▸ WHAT TO WORK ON: Render the lines starting at the one that contains "Note to the class: indicate the dark" and ending at the last line of the records as a Markdown table, skipping blank lines. Use the columns "Row" and "Line".

(Records from a dataset)
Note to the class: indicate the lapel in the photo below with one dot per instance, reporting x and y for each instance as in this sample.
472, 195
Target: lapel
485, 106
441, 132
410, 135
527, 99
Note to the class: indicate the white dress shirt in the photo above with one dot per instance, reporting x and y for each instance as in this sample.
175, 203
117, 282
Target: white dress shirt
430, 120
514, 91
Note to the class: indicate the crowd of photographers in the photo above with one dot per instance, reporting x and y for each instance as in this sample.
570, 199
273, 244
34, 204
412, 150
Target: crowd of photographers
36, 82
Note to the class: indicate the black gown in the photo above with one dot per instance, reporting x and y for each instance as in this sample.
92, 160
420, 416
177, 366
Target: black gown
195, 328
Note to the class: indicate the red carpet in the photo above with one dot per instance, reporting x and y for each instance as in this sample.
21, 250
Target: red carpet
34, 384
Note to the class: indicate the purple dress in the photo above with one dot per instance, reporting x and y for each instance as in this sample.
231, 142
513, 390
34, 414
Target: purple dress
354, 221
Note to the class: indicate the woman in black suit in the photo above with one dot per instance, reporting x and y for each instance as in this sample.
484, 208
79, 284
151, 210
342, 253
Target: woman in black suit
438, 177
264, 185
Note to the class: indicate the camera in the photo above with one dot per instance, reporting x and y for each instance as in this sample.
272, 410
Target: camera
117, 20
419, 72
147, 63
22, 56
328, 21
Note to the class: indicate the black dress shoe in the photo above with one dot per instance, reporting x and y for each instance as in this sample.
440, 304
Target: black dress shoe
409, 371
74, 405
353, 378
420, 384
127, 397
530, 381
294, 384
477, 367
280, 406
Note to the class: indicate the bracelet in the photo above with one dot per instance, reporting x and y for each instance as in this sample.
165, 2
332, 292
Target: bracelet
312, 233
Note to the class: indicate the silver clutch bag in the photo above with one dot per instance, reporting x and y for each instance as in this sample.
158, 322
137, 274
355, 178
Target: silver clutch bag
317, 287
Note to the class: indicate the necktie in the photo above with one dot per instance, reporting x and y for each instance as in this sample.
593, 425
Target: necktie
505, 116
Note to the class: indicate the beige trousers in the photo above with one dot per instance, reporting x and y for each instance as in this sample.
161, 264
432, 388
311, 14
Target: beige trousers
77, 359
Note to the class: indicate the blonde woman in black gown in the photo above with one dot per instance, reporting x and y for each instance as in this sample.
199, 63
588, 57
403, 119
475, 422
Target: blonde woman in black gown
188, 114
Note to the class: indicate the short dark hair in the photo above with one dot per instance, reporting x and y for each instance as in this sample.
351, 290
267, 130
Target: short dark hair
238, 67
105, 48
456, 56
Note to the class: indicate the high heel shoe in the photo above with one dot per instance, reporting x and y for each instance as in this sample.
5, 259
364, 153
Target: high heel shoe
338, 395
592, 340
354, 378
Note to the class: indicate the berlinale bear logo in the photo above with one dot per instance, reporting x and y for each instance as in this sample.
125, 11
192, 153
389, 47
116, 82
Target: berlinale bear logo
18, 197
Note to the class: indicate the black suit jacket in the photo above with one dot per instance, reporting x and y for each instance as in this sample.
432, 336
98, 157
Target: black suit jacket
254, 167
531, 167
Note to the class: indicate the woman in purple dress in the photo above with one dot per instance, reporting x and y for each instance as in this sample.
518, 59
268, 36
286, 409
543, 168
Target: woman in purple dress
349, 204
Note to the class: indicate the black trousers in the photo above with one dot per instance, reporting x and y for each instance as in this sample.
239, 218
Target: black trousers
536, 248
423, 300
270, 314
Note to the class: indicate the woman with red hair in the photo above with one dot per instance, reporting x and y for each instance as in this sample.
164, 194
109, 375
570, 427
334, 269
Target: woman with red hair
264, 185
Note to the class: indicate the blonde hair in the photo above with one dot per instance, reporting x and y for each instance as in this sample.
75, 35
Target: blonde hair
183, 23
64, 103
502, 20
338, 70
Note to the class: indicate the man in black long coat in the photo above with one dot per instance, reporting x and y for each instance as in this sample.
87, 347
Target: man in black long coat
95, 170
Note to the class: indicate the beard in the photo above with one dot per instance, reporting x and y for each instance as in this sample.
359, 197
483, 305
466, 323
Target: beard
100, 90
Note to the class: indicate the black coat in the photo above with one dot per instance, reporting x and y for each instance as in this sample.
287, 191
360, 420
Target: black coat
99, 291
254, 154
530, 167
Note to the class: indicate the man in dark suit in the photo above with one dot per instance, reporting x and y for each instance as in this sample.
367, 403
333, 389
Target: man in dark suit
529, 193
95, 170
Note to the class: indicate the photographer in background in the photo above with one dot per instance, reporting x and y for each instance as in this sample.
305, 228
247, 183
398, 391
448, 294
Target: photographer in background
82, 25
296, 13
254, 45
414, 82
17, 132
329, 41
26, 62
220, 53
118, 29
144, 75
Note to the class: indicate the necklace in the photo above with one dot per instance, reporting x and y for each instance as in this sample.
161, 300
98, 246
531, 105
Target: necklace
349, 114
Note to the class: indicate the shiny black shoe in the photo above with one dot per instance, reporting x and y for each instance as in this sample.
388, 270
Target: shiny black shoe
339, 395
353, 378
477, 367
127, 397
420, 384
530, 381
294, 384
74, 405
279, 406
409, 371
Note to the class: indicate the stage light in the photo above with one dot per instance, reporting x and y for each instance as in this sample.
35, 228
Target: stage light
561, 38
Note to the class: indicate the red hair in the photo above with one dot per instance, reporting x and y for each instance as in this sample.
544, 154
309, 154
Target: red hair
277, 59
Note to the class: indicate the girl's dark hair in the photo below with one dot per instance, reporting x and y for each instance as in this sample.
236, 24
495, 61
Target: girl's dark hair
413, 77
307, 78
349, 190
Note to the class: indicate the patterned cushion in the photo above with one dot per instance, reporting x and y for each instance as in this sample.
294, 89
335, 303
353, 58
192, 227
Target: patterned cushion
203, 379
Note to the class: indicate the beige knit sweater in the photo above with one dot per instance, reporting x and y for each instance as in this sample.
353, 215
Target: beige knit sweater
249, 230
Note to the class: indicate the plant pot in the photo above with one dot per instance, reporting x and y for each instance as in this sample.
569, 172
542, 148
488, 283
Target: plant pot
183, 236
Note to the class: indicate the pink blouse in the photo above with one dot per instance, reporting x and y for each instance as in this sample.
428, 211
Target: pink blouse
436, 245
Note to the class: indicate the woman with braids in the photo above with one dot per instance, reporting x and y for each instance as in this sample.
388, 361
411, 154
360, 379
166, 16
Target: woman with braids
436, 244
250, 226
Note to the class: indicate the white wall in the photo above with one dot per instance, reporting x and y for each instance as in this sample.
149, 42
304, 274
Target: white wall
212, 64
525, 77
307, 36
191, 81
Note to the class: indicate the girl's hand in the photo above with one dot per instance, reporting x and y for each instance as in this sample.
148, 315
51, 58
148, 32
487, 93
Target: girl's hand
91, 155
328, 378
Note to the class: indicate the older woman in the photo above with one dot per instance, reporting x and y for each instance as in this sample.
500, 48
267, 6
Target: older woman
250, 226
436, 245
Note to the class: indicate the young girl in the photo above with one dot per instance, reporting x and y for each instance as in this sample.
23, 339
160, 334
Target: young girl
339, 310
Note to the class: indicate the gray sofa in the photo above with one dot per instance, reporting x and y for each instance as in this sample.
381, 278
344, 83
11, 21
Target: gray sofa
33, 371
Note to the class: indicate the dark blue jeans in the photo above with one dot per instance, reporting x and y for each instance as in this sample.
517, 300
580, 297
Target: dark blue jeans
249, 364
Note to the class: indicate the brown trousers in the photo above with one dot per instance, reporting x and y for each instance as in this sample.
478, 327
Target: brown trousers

▸ IN RESPONSE:
| Row | Line |
|---|---|
| 1 | Note to the class: indicate the dark blue jeans in the photo above with one dot per instance, reporting x and y for each instance as in this sample. |
| 2 | 517, 300 |
| 3 | 580, 297 |
| 4 | Target: dark blue jeans |
| 5 | 249, 364 |
| 6 | Note to the class: indicate the brown trousers in the photo above with one dot per instance, reporting x and y for each instance as in this sample. |
| 7 | 478, 327 |
| 8 | Target: brown trousers |